Convert the items below into a numbered list, skipping blank lines and leaving out the pictures.

── MATERIAL FOR THIS EXERCISE ──

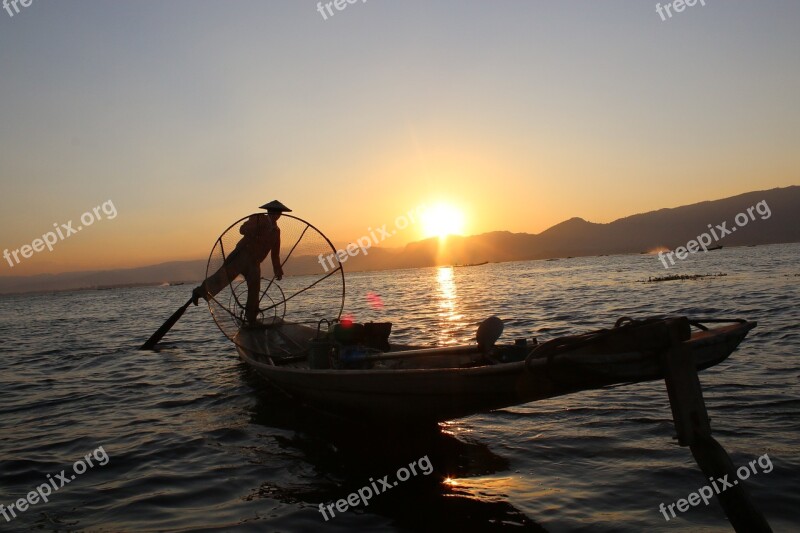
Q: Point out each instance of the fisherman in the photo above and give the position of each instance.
(260, 237)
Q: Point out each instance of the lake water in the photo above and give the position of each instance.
(194, 443)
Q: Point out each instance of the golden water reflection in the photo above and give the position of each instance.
(448, 316)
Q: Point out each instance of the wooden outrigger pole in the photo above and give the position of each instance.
(694, 430)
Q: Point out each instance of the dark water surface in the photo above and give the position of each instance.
(193, 442)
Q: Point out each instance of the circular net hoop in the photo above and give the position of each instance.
(312, 287)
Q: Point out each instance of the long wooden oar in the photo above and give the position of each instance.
(158, 335)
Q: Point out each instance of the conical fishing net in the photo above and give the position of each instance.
(312, 287)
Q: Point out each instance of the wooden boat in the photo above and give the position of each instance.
(407, 385)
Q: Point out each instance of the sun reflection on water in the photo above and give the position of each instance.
(448, 316)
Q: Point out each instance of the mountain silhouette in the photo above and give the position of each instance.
(778, 221)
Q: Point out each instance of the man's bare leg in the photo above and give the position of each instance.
(253, 277)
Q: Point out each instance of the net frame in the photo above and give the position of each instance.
(230, 318)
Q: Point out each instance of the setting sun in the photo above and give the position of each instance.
(442, 220)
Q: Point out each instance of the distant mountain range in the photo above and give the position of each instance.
(774, 218)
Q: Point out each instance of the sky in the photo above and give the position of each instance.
(185, 115)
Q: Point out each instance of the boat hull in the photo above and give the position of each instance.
(424, 395)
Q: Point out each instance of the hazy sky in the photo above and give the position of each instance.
(188, 114)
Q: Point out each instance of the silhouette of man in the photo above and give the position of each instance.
(261, 236)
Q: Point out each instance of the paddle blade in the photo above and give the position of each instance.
(158, 335)
(488, 332)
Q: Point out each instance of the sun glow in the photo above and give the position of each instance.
(441, 220)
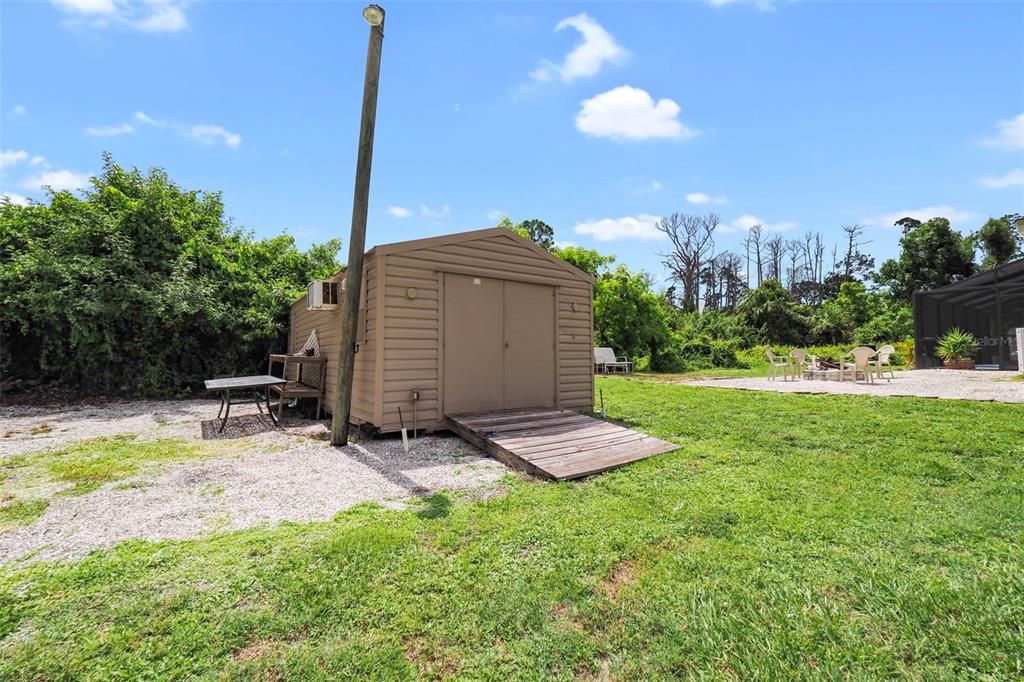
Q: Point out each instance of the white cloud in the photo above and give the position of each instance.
(641, 226)
(1010, 134)
(164, 16)
(629, 114)
(597, 48)
(763, 5)
(436, 214)
(209, 134)
(1014, 178)
(16, 200)
(110, 131)
(150, 121)
(944, 211)
(700, 198)
(202, 132)
(59, 180)
(745, 221)
(104, 7)
(12, 157)
(147, 16)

───

# SOLUTION TO THE EXERCISE
1. Q: Point out each instance of the fisherman in the photo above and give the position of each instance.
2. (260, 237)
3. Q: Point out each instance of the lake water in the photo above and give the position of each instance.
4. (194, 443)
5. Q: Point out each instance of the golden water reflection in the photo above and give the position of each instance.
6. (448, 316)
7. Q: Point out each instance of the wooden outrigger pole in the photo above and give the position of each instance.
8. (694, 430)
9. Q: Point out each instance of the dark water surface in the photo above and give the position of each instance.
10. (193, 442)
11. Q: Point out each instance of the circular net hoop in the photo above and give the position of each instance.
12. (312, 287)
13. Q: Point out each instance of the long wooden oar in the photo above and give the position of each instance.
14. (158, 335)
15. Q: Point out each instance of the conical fishing net in the photo above and give the position of each instance.
16. (312, 287)
17. Q: Point out each instance of the wooden boat in the photo above and give the position of each instance.
18. (407, 385)
19. Q: Point out each instance of the sun reflection on water in the photo above and give the position of each instance.
20. (448, 316)
21. Q: Point out each instance of the mountain silhouette in the photo above and give the position of each instance.
22. (778, 221)
23. Q: Point out each instance of the man's bare leg in the photo above and give the position of each instance.
24. (253, 277)
25. Q: Point out each instance of the net frame in the photo above and give the position of each instance.
26. (230, 318)
27. Q: Point out each instance of the setting sun in the photo above and give the position of each instance.
28. (442, 220)
29. Q: Point out each instance of the distant mountain range in the photo above and give the position of each instance.
30. (774, 218)
31. Q: Point out each instance of the sky in the photo above and give the position of each instance.
32. (185, 115)
33. Q: Point out each instance of the boat hull in the photo above and give the position of each instance.
34. (424, 395)
35. Q: Point out each instance of the hazy sky in the photo above and give the position of each instance.
36. (188, 114)
37. Q: Point out each instance of the silhouette of man in the photo above and give the position of each instance.
38. (261, 236)
39. Q: Point out each instance of the paddle blade in the photo above and give the position of each instance.
40. (158, 335)
41. (488, 332)
42. Q: Point out each instance of the sun glow in the photo above and give the position of each instance.
43. (441, 220)
44. Q: Point out each instance of the white cloud in the photo above and give the position of each instance.
45. (641, 226)
46. (1010, 134)
47. (164, 16)
48. (629, 114)
49. (597, 48)
50. (763, 5)
51. (436, 214)
52. (209, 134)
53. (1014, 178)
54. (16, 200)
55. (110, 131)
56. (150, 121)
57. (944, 211)
58. (700, 198)
59. (202, 132)
60. (59, 180)
61. (745, 221)
62. (104, 7)
63. (12, 157)
64. (147, 16)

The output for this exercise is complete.